WORK REQUIRED:
Render these lines as a numbered list, leaving out the blank lines.
:: DATA PROVIDED
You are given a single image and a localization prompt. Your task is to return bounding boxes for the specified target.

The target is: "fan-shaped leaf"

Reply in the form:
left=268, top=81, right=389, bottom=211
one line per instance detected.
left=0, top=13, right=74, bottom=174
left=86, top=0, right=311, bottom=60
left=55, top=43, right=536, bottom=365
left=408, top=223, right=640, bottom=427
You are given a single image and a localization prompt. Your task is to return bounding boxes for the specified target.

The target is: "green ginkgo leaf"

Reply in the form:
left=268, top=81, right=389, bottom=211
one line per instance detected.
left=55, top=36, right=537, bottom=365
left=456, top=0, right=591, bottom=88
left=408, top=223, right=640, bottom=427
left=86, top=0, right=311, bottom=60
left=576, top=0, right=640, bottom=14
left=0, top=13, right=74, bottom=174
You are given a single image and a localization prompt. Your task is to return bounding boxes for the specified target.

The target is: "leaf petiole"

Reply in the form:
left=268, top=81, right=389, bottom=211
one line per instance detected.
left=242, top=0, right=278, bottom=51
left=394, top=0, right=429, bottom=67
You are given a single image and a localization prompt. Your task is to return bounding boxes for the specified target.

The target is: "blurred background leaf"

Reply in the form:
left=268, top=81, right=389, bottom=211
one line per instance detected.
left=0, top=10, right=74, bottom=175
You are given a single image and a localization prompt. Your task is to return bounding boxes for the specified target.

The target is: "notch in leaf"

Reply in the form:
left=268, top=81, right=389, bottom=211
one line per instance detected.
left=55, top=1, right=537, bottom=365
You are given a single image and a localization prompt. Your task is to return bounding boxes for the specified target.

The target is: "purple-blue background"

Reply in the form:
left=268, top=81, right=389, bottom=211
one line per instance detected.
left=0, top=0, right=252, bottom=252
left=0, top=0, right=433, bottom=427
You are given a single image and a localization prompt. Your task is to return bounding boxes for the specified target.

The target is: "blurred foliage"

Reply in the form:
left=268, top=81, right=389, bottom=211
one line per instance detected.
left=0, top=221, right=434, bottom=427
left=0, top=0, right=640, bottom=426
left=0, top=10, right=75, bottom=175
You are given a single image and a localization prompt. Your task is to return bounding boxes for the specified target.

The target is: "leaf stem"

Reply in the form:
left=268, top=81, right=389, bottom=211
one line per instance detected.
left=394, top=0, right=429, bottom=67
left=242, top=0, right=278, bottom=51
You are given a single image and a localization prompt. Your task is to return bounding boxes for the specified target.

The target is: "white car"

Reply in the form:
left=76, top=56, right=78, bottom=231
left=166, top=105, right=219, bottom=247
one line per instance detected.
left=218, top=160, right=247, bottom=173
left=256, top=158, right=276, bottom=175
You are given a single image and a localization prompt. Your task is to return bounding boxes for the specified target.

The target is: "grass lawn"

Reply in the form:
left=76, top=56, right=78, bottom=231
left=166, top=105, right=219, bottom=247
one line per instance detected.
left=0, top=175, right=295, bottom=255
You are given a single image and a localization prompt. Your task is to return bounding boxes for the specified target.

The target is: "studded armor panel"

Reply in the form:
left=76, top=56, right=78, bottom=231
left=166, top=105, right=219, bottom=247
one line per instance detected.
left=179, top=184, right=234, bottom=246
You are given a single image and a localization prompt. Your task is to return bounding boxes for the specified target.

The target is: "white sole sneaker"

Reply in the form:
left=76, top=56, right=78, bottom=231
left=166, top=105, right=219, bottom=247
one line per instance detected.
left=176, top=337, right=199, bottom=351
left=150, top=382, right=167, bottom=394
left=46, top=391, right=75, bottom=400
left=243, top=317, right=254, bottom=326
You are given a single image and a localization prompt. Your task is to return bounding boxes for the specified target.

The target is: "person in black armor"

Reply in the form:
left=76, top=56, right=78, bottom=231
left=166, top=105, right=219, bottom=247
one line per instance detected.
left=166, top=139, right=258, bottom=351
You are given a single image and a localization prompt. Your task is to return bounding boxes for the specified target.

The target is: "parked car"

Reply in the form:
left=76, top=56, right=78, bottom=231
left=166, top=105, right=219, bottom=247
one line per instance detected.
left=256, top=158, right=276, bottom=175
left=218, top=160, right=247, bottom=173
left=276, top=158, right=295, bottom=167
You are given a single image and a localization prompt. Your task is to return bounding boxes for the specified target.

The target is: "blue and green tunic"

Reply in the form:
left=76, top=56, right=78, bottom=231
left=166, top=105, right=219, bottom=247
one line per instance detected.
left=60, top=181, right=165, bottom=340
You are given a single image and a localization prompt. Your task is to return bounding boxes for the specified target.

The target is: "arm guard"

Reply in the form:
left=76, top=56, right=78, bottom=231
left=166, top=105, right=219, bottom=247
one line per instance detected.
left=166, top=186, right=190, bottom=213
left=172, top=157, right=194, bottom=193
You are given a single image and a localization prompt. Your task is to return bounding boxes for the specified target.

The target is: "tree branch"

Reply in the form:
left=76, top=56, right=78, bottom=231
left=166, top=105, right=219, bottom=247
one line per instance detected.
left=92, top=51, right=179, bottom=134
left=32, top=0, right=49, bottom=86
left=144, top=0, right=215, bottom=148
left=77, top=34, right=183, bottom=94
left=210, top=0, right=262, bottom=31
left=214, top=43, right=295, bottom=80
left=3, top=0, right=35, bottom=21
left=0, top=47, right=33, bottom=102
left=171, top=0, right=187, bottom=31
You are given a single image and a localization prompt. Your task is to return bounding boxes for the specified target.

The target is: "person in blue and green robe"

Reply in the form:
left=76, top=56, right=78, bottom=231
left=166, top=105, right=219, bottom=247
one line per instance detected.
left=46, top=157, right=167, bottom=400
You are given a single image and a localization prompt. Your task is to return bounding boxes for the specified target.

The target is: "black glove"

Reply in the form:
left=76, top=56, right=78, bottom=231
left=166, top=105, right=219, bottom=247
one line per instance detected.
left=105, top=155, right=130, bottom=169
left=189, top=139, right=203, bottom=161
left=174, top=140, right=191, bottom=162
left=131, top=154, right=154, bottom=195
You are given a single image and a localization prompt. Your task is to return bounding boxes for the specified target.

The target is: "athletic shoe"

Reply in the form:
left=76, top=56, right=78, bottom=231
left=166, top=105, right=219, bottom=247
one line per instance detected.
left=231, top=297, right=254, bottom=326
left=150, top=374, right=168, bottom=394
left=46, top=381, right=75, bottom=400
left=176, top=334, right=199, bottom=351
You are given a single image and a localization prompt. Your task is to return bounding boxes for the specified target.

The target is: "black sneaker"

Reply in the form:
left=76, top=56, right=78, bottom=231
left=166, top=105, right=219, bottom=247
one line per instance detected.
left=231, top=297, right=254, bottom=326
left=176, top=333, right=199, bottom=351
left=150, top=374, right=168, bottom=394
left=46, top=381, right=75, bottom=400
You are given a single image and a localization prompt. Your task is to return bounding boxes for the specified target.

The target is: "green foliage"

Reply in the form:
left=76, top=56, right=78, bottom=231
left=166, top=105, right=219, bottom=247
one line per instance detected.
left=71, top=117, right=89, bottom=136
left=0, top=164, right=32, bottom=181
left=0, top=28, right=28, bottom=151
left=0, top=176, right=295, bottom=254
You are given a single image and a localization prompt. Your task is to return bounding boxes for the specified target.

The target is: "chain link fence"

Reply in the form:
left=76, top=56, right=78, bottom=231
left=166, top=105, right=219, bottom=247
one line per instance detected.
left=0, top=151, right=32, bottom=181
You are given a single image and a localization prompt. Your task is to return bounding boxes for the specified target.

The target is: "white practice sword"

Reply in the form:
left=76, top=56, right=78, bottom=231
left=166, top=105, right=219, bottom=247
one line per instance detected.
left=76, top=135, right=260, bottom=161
::::
ANSWER TO THIS TASK:
1. You are given a single image and a localization prompt. Your task is to return bounding boxes for the specified target.
2. The target is: "fan-shaped leaf"
3. Reply in the form:
4. left=268, top=81, right=389, bottom=211
5. one line per instance detected.
6. left=0, top=13, right=74, bottom=174
7. left=86, top=0, right=311, bottom=60
8. left=55, top=43, right=536, bottom=365
9. left=408, top=223, right=640, bottom=427
10. You are given a single image and a localization prompt. Your task is to return bounding boxes for the specified target.
11. The target is: "green ginkgo leaf"
12. Reply in the form:
13. left=268, top=81, right=389, bottom=211
14. one line per instance detected.
15. left=55, top=36, right=537, bottom=365
16. left=456, top=0, right=591, bottom=88
17. left=408, top=223, right=640, bottom=427
18. left=86, top=0, right=311, bottom=60
19. left=576, top=0, right=640, bottom=14
20. left=0, top=13, right=74, bottom=174
21. You are given a single image and a localization prompt. Your task is to return bounding boxes for the specified target.
22. The target is: "leaf petiole"
23. Reply in the form:
24. left=268, top=81, right=389, bottom=211
25. one line per instance detected.
26. left=242, top=0, right=278, bottom=51
27. left=394, top=0, right=429, bottom=67
28. You are given a single image and a localization prompt. Your task is to return bounding boxes for the specified target.
29. The target is: "blurred background leaf"
30. Reply in the form:
31. left=268, top=81, right=389, bottom=211
32. one line per instance detected.
33. left=0, top=10, right=74, bottom=175
34. You are given a single image and a localization prompt. Your task is to return bounding boxes for the specified target.
35. The target is: "notch in leaf"
36. Reply in the form:
37. left=268, top=81, right=389, bottom=211
38. one line per instance detected.
39. left=55, top=1, right=537, bottom=365
40. You are given a single image and a localization prompt. Your task is to return bounding boxes for the specified target.
41. The target is: "purple-blue background"
42. Reply in the form:
43. left=268, top=81, right=389, bottom=211
44. one line per instance detected.
45. left=0, top=0, right=252, bottom=252
46. left=0, top=0, right=433, bottom=427
47. You are given a single image and a localization prompt. Your task is to return bounding boxes for the specified target.
48. The target is: "blurred foliage"
49. Reply in the form:
50. left=268, top=81, right=389, bottom=211
51. one line per instance detected.
52. left=0, top=221, right=434, bottom=427
53. left=0, top=0, right=640, bottom=426
54. left=0, top=10, right=75, bottom=175
55. You are given a single image and a localization prompt. Your task is to return bounding boxes for the specified target.
56. The target is: "leaf stem"
57. Reply in the form:
58. left=268, top=81, right=389, bottom=211
59. one line per instance detected.
60. left=394, top=0, right=429, bottom=67
61. left=242, top=0, right=278, bottom=51
62. You are given a single image and a localization prompt. Your task is to return bounding boxes for the specified target.
63. The target is: "white car"
64. Reply in the form:
65. left=76, top=56, right=78, bottom=231
66. left=166, top=105, right=219, bottom=247
67. one line per instance detected.
68. left=218, top=160, right=247, bottom=173
69. left=256, top=158, right=276, bottom=175
70. You are given a single image and a localization prompt. Your task is to return bounding boxes for the specified target.
71. The target is: "grass lawn"
72. Reply in the form:
73. left=76, top=56, right=78, bottom=231
74. left=166, top=105, right=219, bottom=247
75. one line per instance detected.
76. left=0, top=175, right=295, bottom=255
77. You are given a single image and a localization prompt. Your task is to return bounding boxes for the specified target.
78. The target is: "studded armor panel"
79. Reply in the form:
80. left=76, top=56, right=78, bottom=231
81. left=166, top=105, right=219, bottom=247
82. one line per instance detected.
83. left=179, top=184, right=234, bottom=246
84. You are given a single image and a localization prompt. Your task is to return bounding boxes for the specified target.
85. The target is: "white sole sneaker"
86. Reply in the form:
87. left=76, top=56, right=78, bottom=231
88. left=166, top=105, right=219, bottom=247
89. one line per instance detected.
90. left=176, top=337, right=199, bottom=351
91. left=150, top=382, right=167, bottom=394
92. left=46, top=391, right=75, bottom=400
93. left=243, top=317, right=254, bottom=326
94. You are given a single image and a localization prompt. Your task is to return bounding boxes for the specified target.
95. The target is: "person in black armor"
96. Reply in the form:
97. left=76, top=56, right=78, bottom=231
98. left=166, top=105, right=219, bottom=247
99. one line per instance detected.
100. left=166, top=139, right=258, bottom=351
101. You are given a single image and a localization prompt. Your task is to return bounding boxes for the specified target.
102. The target is: "parked car"
103. Reply in the form:
104. left=76, top=56, right=78, bottom=231
105. left=166, top=105, right=219, bottom=247
106. one line per instance detected.
107. left=256, top=158, right=276, bottom=175
108. left=218, top=160, right=247, bottom=173
109. left=276, top=158, right=295, bottom=167
110. You are given a single image and a localization prompt. Your task is to return bounding boxes for the specified target.
111. The target is: "blue and green tunic"
112. Reply in the form:
113. left=76, top=56, right=78, bottom=231
114. left=166, top=105, right=219, bottom=247
115. one line per instance detected.
116. left=60, top=181, right=165, bottom=340
117. You are given a single image and a localization prompt. Your task is to return bounding boxes for the specified target.
118. The target is: "arm guard"
119. Reply in the form:
120. left=76, top=56, right=78, bottom=231
121. left=166, top=105, right=219, bottom=247
122. one line per instance detected.
123. left=166, top=186, right=190, bottom=213
124. left=172, top=157, right=194, bottom=193
125. You are given a single image and a localization prompt. Your task is to return bounding boxes for the specified target.
126. The target is: "tree branch"
127. Reply in the form:
128. left=76, top=56, right=78, bottom=231
129. left=166, top=105, right=219, bottom=247
130. one line per instance detected.
131. left=92, top=51, right=179, bottom=134
132. left=32, top=0, right=49, bottom=86
133. left=144, top=0, right=215, bottom=148
134. left=77, top=34, right=183, bottom=94
135. left=210, top=0, right=262, bottom=31
136. left=214, top=43, right=295, bottom=80
137. left=3, top=0, right=35, bottom=21
138. left=0, top=47, right=33, bottom=102
139. left=171, top=0, right=187, bottom=31
140. You are given a single image and a localization prompt. Your task is to return bounding boxes for the specified target.
141. The target is: "person in blue and green robe"
142. Reply in the form:
143. left=76, top=56, right=78, bottom=231
144. left=166, top=105, right=219, bottom=247
145. one line per instance detected.
146. left=46, top=157, right=167, bottom=400
147. You are given a single image and a localization prompt. Your task is to return bounding boxes for the specified target.
148. The target is: "black glove"
149. Reply in the form:
150. left=76, top=56, right=78, bottom=231
151. left=166, top=105, right=219, bottom=247
152. one line per instance detected.
153. left=105, top=155, right=130, bottom=169
154. left=189, top=139, right=203, bottom=161
155. left=174, top=140, right=191, bottom=162
156. left=131, top=154, right=154, bottom=195
157. You are given a single image and a localization prompt. Your task is to return bounding boxes for the specified target.
158. The target is: "athletic shoe"
159. Reply in the form:
160. left=76, top=56, right=78, bottom=231
161. left=166, top=105, right=219, bottom=247
162. one line per instance detected.
163. left=231, top=297, right=254, bottom=326
164. left=150, top=374, right=168, bottom=394
165. left=46, top=381, right=75, bottom=400
166. left=176, top=334, right=199, bottom=351
167. You are given a single image and a localization prompt. Your task is to return bounding boxes for the specified target.
168. The target is: "black sneaker"
169. Reply in the form:
170. left=76, top=56, right=78, bottom=231
171. left=166, top=105, right=219, bottom=247
172. one line per instance detected.
173. left=231, top=297, right=254, bottom=326
174. left=176, top=333, right=199, bottom=351
175. left=150, top=374, right=168, bottom=394
176. left=46, top=381, right=75, bottom=400
177. You are given a single image and a localization prompt. Your task is to return bounding boxes for the specified target.
178. The target is: "green foliage"
179. Reply in the form:
180. left=76, top=56, right=78, bottom=231
181. left=166, top=105, right=219, bottom=247
182. one line per instance detected.
183. left=71, top=117, right=89, bottom=136
184. left=0, top=164, right=32, bottom=181
185. left=0, top=28, right=28, bottom=151
186. left=0, top=176, right=295, bottom=254
187. You are given a single image and a localization prompt. Your task is to return bounding boxes for the specified target.
188. The target is: "chain link fence"
189. Reply in the form:
190. left=76, top=56, right=78, bottom=231
191. left=166, top=105, right=219, bottom=247
192. one line per instance detected.
193. left=0, top=151, right=32, bottom=181
194. You are given a single image and a localization prompt. Your task is to return bounding boxes for the specified target.
195. The target is: "white practice sword"
196. Reply in the form:
197. left=76, top=56, right=78, bottom=231
198. left=166, top=105, right=219, bottom=247
199. one line per instance detected.
200. left=76, top=135, right=260, bottom=161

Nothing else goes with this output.